====== DATA TO USE ======

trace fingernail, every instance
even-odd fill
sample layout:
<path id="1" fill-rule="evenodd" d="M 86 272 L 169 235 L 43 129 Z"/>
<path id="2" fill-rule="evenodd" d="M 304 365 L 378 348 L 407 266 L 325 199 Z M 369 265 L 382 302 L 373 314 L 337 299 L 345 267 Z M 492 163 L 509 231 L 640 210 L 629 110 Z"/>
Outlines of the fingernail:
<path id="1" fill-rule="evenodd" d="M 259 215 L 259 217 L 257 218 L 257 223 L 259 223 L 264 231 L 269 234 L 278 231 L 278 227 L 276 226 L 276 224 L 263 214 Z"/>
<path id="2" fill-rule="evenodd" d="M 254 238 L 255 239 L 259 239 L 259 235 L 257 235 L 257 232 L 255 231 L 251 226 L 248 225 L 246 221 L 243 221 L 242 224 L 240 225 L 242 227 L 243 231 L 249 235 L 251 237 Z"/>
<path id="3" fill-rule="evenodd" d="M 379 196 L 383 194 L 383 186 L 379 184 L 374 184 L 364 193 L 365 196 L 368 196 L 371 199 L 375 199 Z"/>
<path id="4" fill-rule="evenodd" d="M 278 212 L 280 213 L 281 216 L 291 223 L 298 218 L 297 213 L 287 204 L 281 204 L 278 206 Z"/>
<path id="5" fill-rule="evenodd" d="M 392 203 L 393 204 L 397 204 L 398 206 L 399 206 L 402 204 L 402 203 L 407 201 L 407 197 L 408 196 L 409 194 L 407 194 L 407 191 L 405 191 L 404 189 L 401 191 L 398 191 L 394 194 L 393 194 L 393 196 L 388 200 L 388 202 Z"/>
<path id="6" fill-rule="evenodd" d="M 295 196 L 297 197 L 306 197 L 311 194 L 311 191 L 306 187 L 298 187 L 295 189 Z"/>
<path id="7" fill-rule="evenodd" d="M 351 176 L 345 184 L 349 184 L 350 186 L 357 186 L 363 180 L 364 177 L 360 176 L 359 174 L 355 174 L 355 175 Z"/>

======

- **TASK TO CARRY OUT**
Rewrite the items above, changing every "fingernail" to "toenail" and leaving everything else as it is.

- **TASK OUTPUT**
trace toenail, every instance
even-odd fill
sample layout:
<path id="1" fill-rule="evenodd" d="M 86 272 L 169 235 L 43 129 Z"/>
<path id="2" fill-rule="evenodd" d="M 304 365 L 378 348 L 407 266 L 325 199 Z M 369 265 L 382 302 L 373 314 L 337 299 L 345 267 Z M 492 163 L 509 231 L 640 210 L 629 110 Z"/>
Outlines of the toenail:
<path id="1" fill-rule="evenodd" d="M 259 215 L 259 217 L 257 218 L 257 223 L 259 223 L 264 231 L 269 234 L 278 231 L 278 227 L 276 226 L 276 224 L 263 214 Z"/>
<path id="2" fill-rule="evenodd" d="M 254 238 L 255 239 L 259 239 L 259 235 L 257 235 L 257 232 L 255 231 L 251 226 L 248 225 L 246 221 L 243 221 L 242 224 L 240 225 L 242 227 L 243 231 L 249 235 L 251 237 Z"/>
<path id="3" fill-rule="evenodd" d="M 379 196 L 383 194 L 383 186 L 379 184 L 374 184 L 364 193 L 365 196 L 368 196 L 371 199 L 375 199 Z"/>
<path id="4" fill-rule="evenodd" d="M 278 212 L 280 213 L 281 216 L 291 223 L 298 218 L 297 213 L 287 204 L 281 204 L 278 206 Z"/>
<path id="5" fill-rule="evenodd" d="M 392 203 L 393 204 L 397 204 L 398 206 L 399 206 L 402 204 L 402 203 L 407 201 L 407 197 L 408 196 L 409 194 L 407 194 L 407 191 L 405 191 L 404 189 L 401 191 L 398 191 L 394 194 L 393 194 L 393 196 L 388 200 L 388 202 Z"/>
<path id="6" fill-rule="evenodd" d="M 295 196 L 297 197 L 306 197 L 311 194 L 311 191 L 306 187 L 298 187 L 295 189 Z"/>
<path id="7" fill-rule="evenodd" d="M 351 176 L 345 184 L 349 184 L 350 186 L 357 186 L 363 180 L 364 177 L 360 176 L 359 174 L 355 174 L 355 175 Z"/>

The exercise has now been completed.